Задание для выполнения: Извлеките текст о смене картин мира в религиозном сознании целиком и воспроизведите его дословно, без пропусков и изменений.

Текстовый блок:
Подобно другим коллективным идеальным формам, эпистемам и парадигмам, религиозное сознание, религиозное мироощущение, существующее как комплекс множества различающихся локальных форм, постоянно и неуклонно изменяется. Так, задачей специального исследования может стать выявление и описание различных религиозных «эпистем», «картин мира» коллективного религиозного сознания, циклически сменяющих друг друга, например, в истории христианской Церкви.

Как и в науке, в области религиозного сознания прошедшие «эпистемы» и «картины мира» непрозрачны, не всегда понятны современному носителю и не всегда поддаются адекватному описанию. Такая «непрозрачность» определяется, например, постоянным изменением понятийно-категориальной системы языка, применяемой для описания и выявления проблем и явлений картины мира, а также для самопонимания субъекта деятельности. Существенно изменяется и сам субъект, представления о фигуре ученого, исследователя в науке. Лишь специальный интерес к области истории и философии науки позволяет носителю современного научного сознания неожиданно открыть для себя: ученого времен Френсиса Бэкона или эпохи Исаака Ньютона едва ли бы признали ученым в наши дни, поскольку, помимо эмпирической науки и интересов в области философии, не последнее место в его деятельности занимали магия, астрология, алхимия, спиритизм, толкование библейских и герметических текстов и т. п. Однако для «среднестатистического современника» научный стиль, образ науки, образ ученого кажется неизменным — таким наличным и «правильным», каким он знает его сейчас.

Предоставленный материал:
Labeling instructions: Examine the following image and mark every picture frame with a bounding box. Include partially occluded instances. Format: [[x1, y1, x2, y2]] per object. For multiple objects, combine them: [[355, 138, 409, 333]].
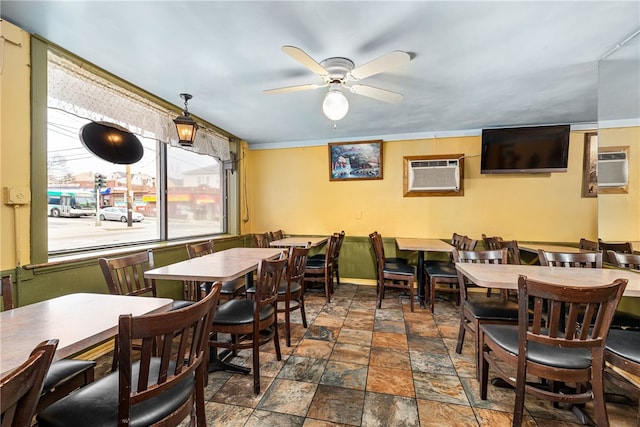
[[329, 140, 383, 181], [582, 132, 598, 197]]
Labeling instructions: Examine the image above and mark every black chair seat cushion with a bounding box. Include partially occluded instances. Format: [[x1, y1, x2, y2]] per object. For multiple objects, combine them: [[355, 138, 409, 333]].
[[424, 263, 458, 278], [42, 359, 96, 393], [382, 264, 413, 276], [605, 329, 640, 363], [37, 359, 195, 427], [482, 325, 591, 369], [200, 277, 244, 295], [213, 299, 274, 325], [464, 295, 518, 321], [306, 257, 324, 268], [171, 300, 195, 311]]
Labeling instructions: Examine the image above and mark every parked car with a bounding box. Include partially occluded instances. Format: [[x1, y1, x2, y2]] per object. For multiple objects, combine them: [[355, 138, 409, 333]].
[[100, 207, 144, 222]]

Письменный ответ:
Подобно другим коллективным идеальным формам, эпистемам и парадигмам, религиозное сознание, религиозное мироощущение, существующее как комплекс множества различающихся локальных форм, постоянно и неуклонно изменяется. Так, задачей специального исследования может стать выявление и описание различных религиозных «эпистем», «картин мира» коллективного религиозного сознания, циклически сменяющих друг друга, например, в истории христианской Церкви.

Как и в науке, в области религиозного сознания прошедшие «эпистемы» и «картины мира» непрозрачны, не всегда понятны современному носителю и не всегда поддаются адекватному описанию. Такая «непрозрачность» определяется, например, постоянным изменением понятийно-категориальной системы языка, применяемой для описания и выявления проблем и явлений картины мира, а также для самопонимания субъекта деятельности. Существенно изменяется и сам субъект, представления о фигуре ученого, исследователя в науке. Лишь специальный интерес к области истории и философии науки позволяет носителю современного научного сознания неожиданно открыть для себя: ученого времен Френсиса Бэкона или эпохи Исаака Ньютона едва ли бы признали ученым в наши дни, поскольку, помимо эмпирической науки и интересов в области философии, не последнее место в его деятельности занимали магия, астрология, алхимия, спиритизм, толкование библейских и герметических текстов и т. п. Однако для «среднестатистического современника» научный стиль, образ науки, образ ученого кажется неизменным — таким наличным и «правильным», каким он знает его сейчас.